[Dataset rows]
_ _ _

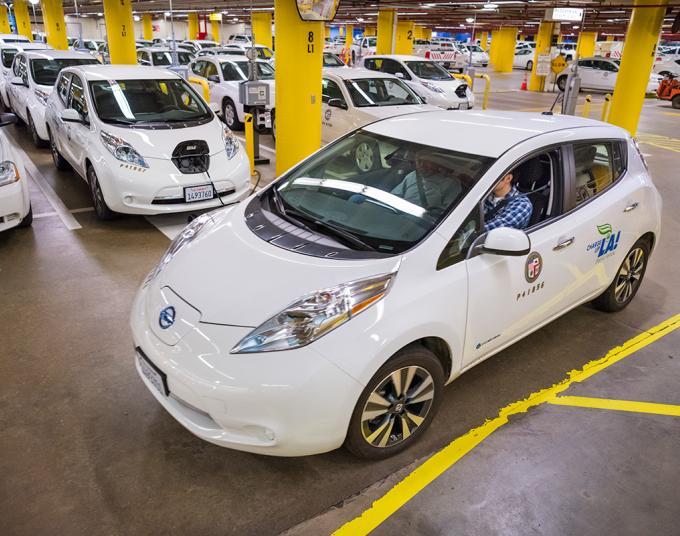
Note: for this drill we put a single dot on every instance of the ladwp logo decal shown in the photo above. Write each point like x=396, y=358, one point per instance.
x=608, y=243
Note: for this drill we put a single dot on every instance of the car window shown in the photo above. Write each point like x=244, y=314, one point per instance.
x=330, y=90
x=597, y=165
x=77, y=96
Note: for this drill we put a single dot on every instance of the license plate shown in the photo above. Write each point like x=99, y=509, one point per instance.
x=198, y=193
x=151, y=373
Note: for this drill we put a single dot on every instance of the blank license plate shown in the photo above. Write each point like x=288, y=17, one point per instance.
x=198, y=193
x=155, y=376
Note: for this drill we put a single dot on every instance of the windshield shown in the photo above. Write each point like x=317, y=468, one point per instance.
x=45, y=71
x=388, y=193
x=428, y=70
x=380, y=92
x=147, y=101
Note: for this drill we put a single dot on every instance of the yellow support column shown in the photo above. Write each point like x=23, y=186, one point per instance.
x=120, y=31
x=404, y=41
x=299, y=49
x=55, y=27
x=586, y=44
x=193, y=26
x=639, y=52
x=22, y=18
x=387, y=20
x=147, y=26
x=543, y=42
x=262, y=28
x=483, y=38
x=4, y=20
x=505, y=52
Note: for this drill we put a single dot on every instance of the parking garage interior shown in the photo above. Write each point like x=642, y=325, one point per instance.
x=573, y=429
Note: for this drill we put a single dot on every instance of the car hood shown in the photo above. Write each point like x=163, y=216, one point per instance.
x=161, y=142
x=233, y=277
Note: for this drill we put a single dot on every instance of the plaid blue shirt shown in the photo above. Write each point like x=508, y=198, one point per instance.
x=516, y=213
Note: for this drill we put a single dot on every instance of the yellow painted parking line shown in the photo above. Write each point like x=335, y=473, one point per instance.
x=618, y=405
x=434, y=466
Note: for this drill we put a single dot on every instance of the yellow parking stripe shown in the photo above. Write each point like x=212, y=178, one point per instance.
x=619, y=405
x=434, y=466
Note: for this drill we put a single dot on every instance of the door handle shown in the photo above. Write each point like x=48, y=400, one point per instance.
x=564, y=244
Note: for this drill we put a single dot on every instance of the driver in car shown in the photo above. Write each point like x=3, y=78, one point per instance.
x=432, y=184
x=506, y=206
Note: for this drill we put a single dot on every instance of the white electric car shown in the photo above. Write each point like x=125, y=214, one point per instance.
x=34, y=74
x=144, y=140
x=224, y=75
x=15, y=203
x=352, y=98
x=427, y=78
x=375, y=289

_ _ _

▸ **GOAL**
Copy out the listing again, swapping every "single dot" for "small mark" and keeping all else the same. Leave the picture out.

▸ **FINISHED ANSWER**
Note: for this drill we put a small mark on every instance of the ladwp logo decal shown in the photo above. Write each point like x=396, y=358, one point per instance.
x=608, y=243
Note: for this drill we put a small mark on every instance of the car window shown in the photo above. Write each point like x=244, y=314, one point per instance.
x=330, y=90
x=597, y=165
x=77, y=96
Note: for this drill we put a small mark on every instance of the license plate shown in the photo above. Write each point like x=99, y=509, one point per instance.
x=198, y=193
x=151, y=373
Note: for this drill we put a small mark on every instance of the blank license plate shown in the photo above. Write each point like x=288, y=17, one point per instance.
x=198, y=193
x=155, y=376
Note: for this drill we put a small mark on every instance of the windshield shown in the photo above. Write each point like x=317, y=468, one point per instance.
x=45, y=71
x=388, y=193
x=428, y=70
x=380, y=92
x=147, y=101
Note: for this drill we put a small mark on every instance of the yellow support column shown in the photo above. Write each point like x=23, y=186, one point per instance.
x=120, y=31
x=404, y=41
x=299, y=49
x=55, y=27
x=586, y=44
x=193, y=26
x=639, y=52
x=22, y=18
x=387, y=20
x=147, y=26
x=543, y=42
x=262, y=28
x=483, y=38
x=4, y=20
x=505, y=52
Note: for this drill we put a small mark on every instance of the parking garage interior shown in the photo above. Write each point like x=642, y=325, one point per instance.
x=573, y=429
Note: for this drill we put a small mark on every instance of the car hood shown in the photo above. Write each point like x=163, y=216, one point per instance.
x=161, y=142
x=233, y=277
Note: for this drill we put a small mark on every instance of the plaid blue shirt shown in the photo above. Write each point like x=508, y=198, one point per instance.
x=516, y=213
Note: for this drill we put a small mark on every instance of the yellow painted parking line shown in the photo above. Write each point like x=335, y=473, one point per instance.
x=618, y=405
x=434, y=466
Note: for this drill we put a small mark on every instance of the yellow parking stripe shown in the photo above. Write each point like x=212, y=178, one point per instance.
x=619, y=405
x=434, y=466
Note: for this drill we put a small mark on every instance of the door handle shown in the photo above. Write each point like x=48, y=400, one point per instance.
x=564, y=244
Note: for this drill we put a small mark on every instance of the driver in car shown in the photo above. Write each point like x=3, y=78, one point per instance.
x=432, y=184
x=506, y=206
Note: for this drill we put a small mark on every instance of the white electric car shown in the photo above. Write each point like x=125, y=214, one point per instance.
x=34, y=74
x=144, y=140
x=224, y=75
x=15, y=203
x=352, y=98
x=427, y=78
x=375, y=289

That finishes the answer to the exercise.